— start of Supplied data —

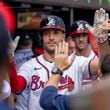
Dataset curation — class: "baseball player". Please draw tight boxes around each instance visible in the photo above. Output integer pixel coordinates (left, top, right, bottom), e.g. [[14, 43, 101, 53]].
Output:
[[11, 11, 108, 110], [70, 20, 98, 90], [40, 40, 110, 110]]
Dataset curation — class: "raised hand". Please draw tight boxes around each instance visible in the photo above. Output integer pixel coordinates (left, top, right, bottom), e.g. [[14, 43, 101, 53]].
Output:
[[86, 8, 109, 40], [54, 41, 73, 71]]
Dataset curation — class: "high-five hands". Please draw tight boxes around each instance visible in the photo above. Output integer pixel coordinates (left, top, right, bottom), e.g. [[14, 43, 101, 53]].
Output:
[[54, 41, 73, 71]]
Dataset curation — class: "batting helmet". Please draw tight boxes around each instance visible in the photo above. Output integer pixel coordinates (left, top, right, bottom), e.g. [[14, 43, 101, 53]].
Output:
[[40, 15, 65, 32]]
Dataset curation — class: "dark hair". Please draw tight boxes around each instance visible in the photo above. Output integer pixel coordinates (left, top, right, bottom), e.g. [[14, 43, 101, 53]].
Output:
[[101, 53, 110, 76]]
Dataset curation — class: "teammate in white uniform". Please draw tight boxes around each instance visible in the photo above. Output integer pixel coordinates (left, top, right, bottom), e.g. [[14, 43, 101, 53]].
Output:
[[12, 16, 108, 110], [70, 20, 98, 90]]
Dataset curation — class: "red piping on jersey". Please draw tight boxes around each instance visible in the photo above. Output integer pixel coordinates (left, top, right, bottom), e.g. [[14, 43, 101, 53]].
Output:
[[9, 63, 26, 93], [36, 57, 49, 79]]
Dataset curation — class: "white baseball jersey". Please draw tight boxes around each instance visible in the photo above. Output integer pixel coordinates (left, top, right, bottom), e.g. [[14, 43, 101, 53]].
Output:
[[18, 55, 89, 110], [82, 50, 98, 91], [15, 49, 33, 110]]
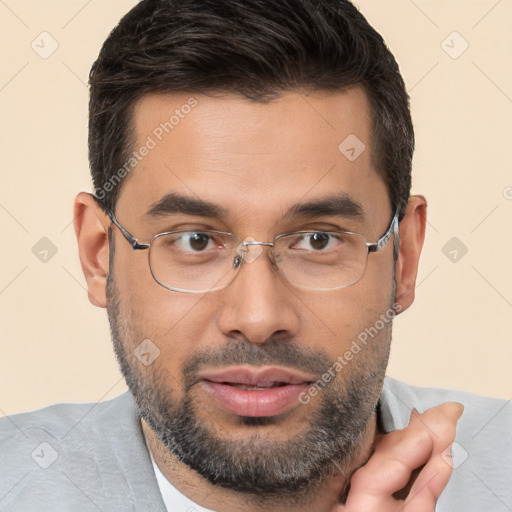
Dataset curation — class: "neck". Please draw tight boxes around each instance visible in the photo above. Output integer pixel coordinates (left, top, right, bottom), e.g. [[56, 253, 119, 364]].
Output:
[[142, 414, 380, 512]]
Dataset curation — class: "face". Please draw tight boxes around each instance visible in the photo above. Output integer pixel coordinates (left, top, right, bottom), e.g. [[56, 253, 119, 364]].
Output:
[[93, 88, 395, 494]]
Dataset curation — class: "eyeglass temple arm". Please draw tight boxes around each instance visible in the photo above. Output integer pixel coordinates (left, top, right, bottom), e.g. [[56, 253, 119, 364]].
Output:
[[366, 209, 400, 256], [89, 194, 149, 250]]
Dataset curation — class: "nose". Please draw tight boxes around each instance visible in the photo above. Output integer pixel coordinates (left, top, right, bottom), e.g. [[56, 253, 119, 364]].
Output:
[[218, 244, 300, 344]]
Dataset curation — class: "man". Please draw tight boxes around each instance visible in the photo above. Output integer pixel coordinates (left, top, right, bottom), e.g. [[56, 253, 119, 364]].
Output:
[[0, 0, 512, 512]]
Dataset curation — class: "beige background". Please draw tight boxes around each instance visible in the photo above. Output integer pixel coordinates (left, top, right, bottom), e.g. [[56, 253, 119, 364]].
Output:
[[0, 0, 512, 414]]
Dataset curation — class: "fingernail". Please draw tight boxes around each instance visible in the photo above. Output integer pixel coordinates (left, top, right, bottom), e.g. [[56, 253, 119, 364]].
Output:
[[443, 402, 464, 420]]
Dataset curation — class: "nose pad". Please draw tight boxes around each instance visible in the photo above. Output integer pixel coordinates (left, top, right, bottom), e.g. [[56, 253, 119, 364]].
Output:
[[235, 236, 263, 268]]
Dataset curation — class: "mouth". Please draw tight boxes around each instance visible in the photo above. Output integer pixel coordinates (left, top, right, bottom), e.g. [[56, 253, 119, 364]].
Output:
[[200, 366, 315, 417]]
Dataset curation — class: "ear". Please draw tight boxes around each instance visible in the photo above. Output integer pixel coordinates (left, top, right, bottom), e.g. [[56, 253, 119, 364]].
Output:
[[74, 192, 110, 308], [395, 195, 427, 312]]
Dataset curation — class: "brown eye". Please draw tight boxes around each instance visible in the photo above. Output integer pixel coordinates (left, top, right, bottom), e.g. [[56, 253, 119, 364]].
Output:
[[309, 233, 330, 251], [188, 233, 210, 251]]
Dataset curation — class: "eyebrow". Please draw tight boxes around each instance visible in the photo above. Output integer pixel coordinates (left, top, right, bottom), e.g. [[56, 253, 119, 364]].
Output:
[[146, 192, 364, 220]]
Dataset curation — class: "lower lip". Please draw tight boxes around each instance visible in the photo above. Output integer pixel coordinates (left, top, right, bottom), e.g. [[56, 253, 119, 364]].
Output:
[[203, 381, 309, 417]]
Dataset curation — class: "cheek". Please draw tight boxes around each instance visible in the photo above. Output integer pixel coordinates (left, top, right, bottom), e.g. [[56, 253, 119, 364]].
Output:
[[292, 271, 393, 366]]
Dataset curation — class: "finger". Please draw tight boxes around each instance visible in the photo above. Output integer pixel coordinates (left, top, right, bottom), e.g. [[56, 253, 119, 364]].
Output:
[[347, 406, 464, 510], [404, 402, 464, 512]]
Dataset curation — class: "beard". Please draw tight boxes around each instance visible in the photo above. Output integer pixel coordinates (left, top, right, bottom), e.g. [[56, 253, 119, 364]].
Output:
[[107, 252, 391, 502]]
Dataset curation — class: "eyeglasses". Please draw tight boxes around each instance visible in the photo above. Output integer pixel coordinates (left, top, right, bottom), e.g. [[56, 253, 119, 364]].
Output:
[[91, 194, 399, 293]]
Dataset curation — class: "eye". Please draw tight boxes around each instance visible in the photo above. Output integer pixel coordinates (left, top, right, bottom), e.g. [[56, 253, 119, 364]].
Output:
[[293, 231, 340, 251], [174, 232, 215, 252]]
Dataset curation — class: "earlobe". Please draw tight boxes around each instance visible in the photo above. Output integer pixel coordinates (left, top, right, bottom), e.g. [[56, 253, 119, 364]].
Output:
[[74, 192, 109, 308], [395, 195, 427, 312]]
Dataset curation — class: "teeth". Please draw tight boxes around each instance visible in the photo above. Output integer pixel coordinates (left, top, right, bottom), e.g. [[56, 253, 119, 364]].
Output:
[[231, 382, 285, 391]]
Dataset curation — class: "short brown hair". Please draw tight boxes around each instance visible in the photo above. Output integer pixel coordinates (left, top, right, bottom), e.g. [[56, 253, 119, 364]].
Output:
[[89, 0, 414, 218]]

— end of Supplied data —

#### What is expected
Show each line of the rows above that contains the word "white".

#### Result for this task
Dataset curation — class: "teammate in white uniform". Please draw tight boxes around each instance visible in the photo above. Output integer pixel coordinates (left, top, right, bottom), e.g. [[14, 43, 101, 53]].
Dataset curation — class: "white baseball jersey". Please draw tight boxes around each instance visible in the photo above. Output integer pixel coordinates (left, top, right, bottom), e.g. [[14, 43, 101, 53]].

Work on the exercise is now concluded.